▶ STATED PROBLEM 1
Repeat the passage of the introduction from "The excessive decorum" to "signified the nude.)" exactly.
*****
I N T R O D U C T I O N
By Ann Pasternak Slater

Cover-ups and the Unspoken


It is 1901.

E. M. Forster, a young man of twenty-two, has just arrived in Florence, and is deeply shocked. ‘How flagrantly indecent,’ he writes to a friend, ‘are the statues in the Uffizi with their little brown paper bathing drawers.’ Even Catholic fig-leaves are preferable. Rubens is unacceptable ‘because he paints undressed people instead of naked ones’. Forster, wayward maiden aunt of the Modernists, is affronted by the cover-ups of conventional propriety.

The excessive decorum dominating the turn of the last century is barely conceivable today. It’s hard to imagine Michelangelo’s David politely wrapped in paper pants. In A Room with a View Forster signals his amused dissent, when Lucy escapes from the Pension Bertolini ‘to do something of which her well-wishers disapproved’, and buys an armful of art reproductions. An innocent rebellion? No. They are all nudes: Georgione’s ‘Tempesta’, the ‘Idolino’, Botticelli’s ‘Birth of Venus’. At which point Forster’s narrative blandly slips into the voice of his times:

Venus, being a pity, spoiled the picture, otherwise so charming, and Miss Bartlett had persuaded her to do without it. (A pity in art of course signified the nude.)

That shift in voice is one tiny example of Forster’s delicate ironies. Often his delivery is so successfully deadpan, it’s hard to tell where he stands. The difficulty is compounded by his own inarticulable uncertainties.
*****
▶ STATED PROBLEM 2
Reproduce the records below line for line, with no changes.
*****
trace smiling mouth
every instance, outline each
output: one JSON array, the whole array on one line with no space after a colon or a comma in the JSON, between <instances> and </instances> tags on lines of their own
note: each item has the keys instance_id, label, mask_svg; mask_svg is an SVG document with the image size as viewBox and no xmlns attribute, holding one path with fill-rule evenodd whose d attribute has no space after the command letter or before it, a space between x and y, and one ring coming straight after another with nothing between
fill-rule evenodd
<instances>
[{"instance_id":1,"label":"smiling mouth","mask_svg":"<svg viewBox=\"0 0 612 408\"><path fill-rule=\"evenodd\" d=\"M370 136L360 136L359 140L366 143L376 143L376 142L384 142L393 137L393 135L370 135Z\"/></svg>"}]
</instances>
*****
▶ EXERCISE SOLUTION 1
The excessive decorum dominating the turn of the last century is barely conceivable today. It’s hard to imagine Michelangelo’s David politely wrapped in paper pants. In A Room with a View Forster signals his amused dissent, when Lucy escapes from the Pension Bertolini ‘to do something of which her well-wishers disapproved’, and buys an armful of art reproductions. An innocent rebellion? No. They are all nudes: Georgione’s ‘Tempesta’, the ‘Idolino’, Botticelli’s ‘Birth of Venus’. At which point Forster’s narrative blandly slips into the voice of his times:

Venus, being a pity, spoiled the picture, otherwise so charming, and Miss Bartlett had persuaded her to do without it. (A pity in art of course signified the nude.)

▶ EXERCISE SOLUTION 2
trace smiling mouth
every instance, outline each
output: one JSON array, the whole array on one line with no space after a colon or a comma in the JSON, between <instances> and </instances> tags on lines of their own
note: each item has the keys instance_id, label, mask_svg; mask_svg is an SVG document with the image size as viewBox and no xmlns attribute, holding one path with fill-rule evenodd whose d attribute has no space after the command letter or before it, a space between x and y, and one ring coming straight after another with nothing between
fill-rule evenodd
<instances>
[{"instance_id":1,"label":"smiling mouth","mask_svg":"<svg viewBox=\"0 0 612 408\"><path fill-rule=\"evenodd\" d=\"M370 136L360 136L359 140L366 143L376 143L376 142L384 142L393 137L393 135L370 135Z\"/></svg>"}]
</instances>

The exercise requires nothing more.